Indica cuántas líneas de los ítems que siguen contienen la palabra "mask" y responde únicamente con ese número.

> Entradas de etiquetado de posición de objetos
::::
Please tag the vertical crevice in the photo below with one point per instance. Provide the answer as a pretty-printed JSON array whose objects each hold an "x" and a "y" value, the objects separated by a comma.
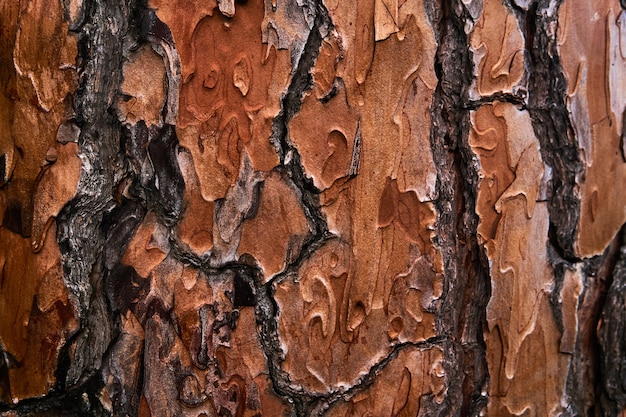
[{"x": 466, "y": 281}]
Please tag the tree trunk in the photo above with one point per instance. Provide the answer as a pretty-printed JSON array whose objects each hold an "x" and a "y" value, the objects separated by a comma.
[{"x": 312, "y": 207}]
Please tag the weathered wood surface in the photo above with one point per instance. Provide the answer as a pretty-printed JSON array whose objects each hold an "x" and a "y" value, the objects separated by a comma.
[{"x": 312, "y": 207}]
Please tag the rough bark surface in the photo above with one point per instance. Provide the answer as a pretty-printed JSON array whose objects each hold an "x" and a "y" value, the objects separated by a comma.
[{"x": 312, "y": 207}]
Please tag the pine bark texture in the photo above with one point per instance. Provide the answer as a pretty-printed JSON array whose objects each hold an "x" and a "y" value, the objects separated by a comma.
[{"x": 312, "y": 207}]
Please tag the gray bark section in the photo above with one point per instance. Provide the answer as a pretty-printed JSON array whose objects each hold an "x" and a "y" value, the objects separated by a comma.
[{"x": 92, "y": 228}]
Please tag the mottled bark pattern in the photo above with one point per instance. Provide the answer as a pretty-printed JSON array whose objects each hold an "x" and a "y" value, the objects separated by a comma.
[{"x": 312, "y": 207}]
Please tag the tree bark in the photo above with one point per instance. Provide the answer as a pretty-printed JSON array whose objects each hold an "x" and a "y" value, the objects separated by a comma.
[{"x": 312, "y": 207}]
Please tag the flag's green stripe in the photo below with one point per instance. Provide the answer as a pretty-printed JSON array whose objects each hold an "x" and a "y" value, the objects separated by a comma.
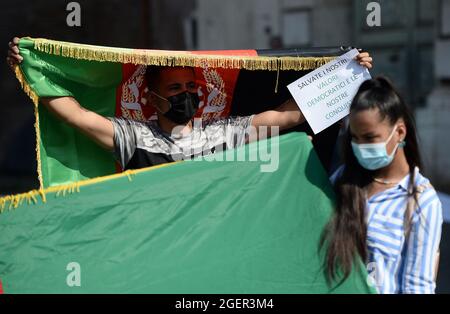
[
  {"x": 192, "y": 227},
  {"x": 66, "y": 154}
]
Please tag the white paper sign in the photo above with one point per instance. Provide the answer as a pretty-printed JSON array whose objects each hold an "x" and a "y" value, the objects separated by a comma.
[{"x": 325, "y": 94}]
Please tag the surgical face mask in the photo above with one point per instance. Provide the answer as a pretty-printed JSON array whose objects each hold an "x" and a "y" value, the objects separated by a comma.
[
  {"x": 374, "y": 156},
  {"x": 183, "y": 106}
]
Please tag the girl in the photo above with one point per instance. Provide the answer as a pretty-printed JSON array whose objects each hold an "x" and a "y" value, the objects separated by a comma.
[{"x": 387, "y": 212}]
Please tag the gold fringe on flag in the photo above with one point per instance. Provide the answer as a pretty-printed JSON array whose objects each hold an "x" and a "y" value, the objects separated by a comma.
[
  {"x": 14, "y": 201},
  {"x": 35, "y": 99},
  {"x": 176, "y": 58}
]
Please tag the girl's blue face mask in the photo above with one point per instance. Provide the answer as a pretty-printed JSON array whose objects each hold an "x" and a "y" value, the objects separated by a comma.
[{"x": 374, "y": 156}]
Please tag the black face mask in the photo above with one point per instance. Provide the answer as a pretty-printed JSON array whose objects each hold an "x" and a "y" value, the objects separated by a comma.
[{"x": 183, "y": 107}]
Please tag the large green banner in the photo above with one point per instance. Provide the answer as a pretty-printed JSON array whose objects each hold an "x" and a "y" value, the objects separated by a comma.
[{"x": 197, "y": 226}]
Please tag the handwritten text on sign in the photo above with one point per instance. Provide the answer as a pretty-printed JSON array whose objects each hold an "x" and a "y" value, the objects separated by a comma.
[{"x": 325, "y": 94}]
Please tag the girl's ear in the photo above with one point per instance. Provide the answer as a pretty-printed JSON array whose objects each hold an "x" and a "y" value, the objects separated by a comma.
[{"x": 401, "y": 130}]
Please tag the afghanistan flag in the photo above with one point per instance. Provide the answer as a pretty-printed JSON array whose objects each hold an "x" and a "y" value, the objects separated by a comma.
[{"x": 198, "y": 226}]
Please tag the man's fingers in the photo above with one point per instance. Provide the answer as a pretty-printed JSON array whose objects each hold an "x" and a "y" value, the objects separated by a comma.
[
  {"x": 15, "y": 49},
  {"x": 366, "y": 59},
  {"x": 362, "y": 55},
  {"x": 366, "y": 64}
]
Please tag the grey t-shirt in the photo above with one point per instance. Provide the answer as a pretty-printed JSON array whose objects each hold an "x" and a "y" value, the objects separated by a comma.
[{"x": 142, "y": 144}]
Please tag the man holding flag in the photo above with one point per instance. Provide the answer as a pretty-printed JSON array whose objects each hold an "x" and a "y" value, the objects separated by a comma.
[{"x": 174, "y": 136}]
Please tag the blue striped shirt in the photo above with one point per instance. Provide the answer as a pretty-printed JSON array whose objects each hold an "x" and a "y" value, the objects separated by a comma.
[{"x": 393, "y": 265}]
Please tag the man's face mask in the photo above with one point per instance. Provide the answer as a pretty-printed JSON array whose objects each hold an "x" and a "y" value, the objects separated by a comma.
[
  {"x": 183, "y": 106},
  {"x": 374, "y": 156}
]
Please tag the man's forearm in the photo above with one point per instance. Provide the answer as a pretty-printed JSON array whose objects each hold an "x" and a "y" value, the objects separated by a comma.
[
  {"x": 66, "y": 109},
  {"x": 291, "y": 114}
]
::::
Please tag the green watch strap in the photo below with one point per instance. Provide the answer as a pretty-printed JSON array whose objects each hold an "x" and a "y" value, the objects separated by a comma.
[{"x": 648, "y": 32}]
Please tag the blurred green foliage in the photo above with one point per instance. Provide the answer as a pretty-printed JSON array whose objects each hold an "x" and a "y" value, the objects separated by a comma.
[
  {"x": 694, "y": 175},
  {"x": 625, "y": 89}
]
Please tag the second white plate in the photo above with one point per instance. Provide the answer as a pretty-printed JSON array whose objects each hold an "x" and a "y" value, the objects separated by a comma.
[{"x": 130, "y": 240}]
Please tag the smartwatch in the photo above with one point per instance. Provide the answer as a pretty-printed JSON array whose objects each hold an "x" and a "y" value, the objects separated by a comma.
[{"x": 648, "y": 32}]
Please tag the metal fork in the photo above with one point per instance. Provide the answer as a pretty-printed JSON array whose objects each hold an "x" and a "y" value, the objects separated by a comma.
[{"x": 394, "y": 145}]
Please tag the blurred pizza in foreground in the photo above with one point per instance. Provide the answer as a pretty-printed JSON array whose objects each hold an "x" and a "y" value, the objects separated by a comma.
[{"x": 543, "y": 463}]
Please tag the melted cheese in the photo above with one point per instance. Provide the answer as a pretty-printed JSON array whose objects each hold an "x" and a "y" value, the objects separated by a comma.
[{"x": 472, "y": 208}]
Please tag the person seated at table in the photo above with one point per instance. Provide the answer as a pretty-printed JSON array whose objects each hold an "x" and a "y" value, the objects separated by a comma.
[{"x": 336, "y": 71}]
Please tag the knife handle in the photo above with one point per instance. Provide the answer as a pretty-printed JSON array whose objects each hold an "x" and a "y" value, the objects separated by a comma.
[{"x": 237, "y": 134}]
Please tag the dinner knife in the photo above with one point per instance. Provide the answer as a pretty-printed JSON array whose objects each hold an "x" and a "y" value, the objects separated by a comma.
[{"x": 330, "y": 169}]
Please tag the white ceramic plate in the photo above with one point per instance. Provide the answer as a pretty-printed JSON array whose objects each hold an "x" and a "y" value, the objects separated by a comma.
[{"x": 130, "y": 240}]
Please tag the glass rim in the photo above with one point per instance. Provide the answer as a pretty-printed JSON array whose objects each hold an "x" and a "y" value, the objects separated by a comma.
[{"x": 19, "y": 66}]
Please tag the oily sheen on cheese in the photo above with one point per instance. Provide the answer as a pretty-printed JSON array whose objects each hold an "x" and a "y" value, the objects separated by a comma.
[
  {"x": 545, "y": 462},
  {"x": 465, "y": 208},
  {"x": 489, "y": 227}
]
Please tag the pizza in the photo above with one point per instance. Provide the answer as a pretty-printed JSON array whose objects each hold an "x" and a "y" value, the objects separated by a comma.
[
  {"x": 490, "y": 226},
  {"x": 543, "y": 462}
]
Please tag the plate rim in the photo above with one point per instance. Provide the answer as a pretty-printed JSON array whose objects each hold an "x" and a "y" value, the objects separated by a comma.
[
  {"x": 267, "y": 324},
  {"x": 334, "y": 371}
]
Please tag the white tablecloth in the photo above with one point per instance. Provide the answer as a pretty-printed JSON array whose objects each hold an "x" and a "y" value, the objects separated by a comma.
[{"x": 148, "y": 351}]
::::
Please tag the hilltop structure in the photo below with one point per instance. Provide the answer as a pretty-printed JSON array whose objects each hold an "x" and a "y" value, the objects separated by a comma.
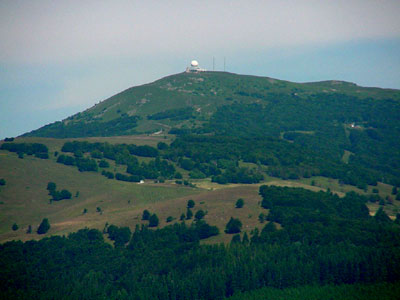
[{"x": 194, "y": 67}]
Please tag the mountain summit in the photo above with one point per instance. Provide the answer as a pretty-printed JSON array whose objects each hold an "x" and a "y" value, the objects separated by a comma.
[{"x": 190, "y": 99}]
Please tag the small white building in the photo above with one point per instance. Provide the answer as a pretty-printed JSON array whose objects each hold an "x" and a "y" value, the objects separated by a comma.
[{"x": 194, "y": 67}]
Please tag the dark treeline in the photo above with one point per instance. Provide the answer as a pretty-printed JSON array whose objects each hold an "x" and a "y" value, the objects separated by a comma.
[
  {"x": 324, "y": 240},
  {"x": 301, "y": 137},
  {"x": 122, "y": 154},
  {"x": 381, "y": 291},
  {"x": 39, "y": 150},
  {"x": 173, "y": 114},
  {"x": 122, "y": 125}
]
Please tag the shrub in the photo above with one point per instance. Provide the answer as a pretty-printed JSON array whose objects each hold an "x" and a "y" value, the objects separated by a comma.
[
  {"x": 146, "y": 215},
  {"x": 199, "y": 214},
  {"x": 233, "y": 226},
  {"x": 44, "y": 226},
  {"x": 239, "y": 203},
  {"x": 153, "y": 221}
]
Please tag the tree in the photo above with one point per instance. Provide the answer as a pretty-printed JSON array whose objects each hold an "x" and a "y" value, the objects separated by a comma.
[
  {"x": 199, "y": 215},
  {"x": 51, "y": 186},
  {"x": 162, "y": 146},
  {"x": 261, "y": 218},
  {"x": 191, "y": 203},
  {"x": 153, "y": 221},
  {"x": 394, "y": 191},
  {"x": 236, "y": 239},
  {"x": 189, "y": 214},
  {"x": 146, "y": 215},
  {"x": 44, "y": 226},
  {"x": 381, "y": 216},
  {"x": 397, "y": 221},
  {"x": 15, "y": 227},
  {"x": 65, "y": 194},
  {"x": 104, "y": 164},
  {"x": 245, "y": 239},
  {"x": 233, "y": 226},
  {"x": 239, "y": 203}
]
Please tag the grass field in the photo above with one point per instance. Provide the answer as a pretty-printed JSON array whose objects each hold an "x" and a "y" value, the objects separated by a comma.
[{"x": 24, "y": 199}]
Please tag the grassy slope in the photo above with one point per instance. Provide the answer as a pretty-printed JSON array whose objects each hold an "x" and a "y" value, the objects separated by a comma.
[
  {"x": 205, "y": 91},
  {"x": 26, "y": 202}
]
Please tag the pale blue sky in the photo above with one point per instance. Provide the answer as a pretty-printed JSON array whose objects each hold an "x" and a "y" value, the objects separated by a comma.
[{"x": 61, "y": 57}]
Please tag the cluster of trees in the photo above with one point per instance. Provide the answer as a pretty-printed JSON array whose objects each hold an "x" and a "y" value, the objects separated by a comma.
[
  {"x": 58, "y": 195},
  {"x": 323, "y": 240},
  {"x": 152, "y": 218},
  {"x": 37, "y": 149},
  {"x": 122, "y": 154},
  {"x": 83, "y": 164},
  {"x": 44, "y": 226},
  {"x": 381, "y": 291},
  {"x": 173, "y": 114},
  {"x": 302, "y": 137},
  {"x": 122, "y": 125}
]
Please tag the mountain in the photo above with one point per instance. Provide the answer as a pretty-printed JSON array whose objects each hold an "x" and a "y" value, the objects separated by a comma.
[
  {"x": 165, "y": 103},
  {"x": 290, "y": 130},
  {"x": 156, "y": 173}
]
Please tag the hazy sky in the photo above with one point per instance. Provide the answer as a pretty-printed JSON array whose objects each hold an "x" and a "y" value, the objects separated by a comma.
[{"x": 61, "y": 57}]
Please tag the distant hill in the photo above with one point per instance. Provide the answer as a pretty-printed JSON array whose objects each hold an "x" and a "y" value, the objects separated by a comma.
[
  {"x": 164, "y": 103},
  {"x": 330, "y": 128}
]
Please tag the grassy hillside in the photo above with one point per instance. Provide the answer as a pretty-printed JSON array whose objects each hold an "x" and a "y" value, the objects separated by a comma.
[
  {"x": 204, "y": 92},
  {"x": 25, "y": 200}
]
::::
> Solución del problema
4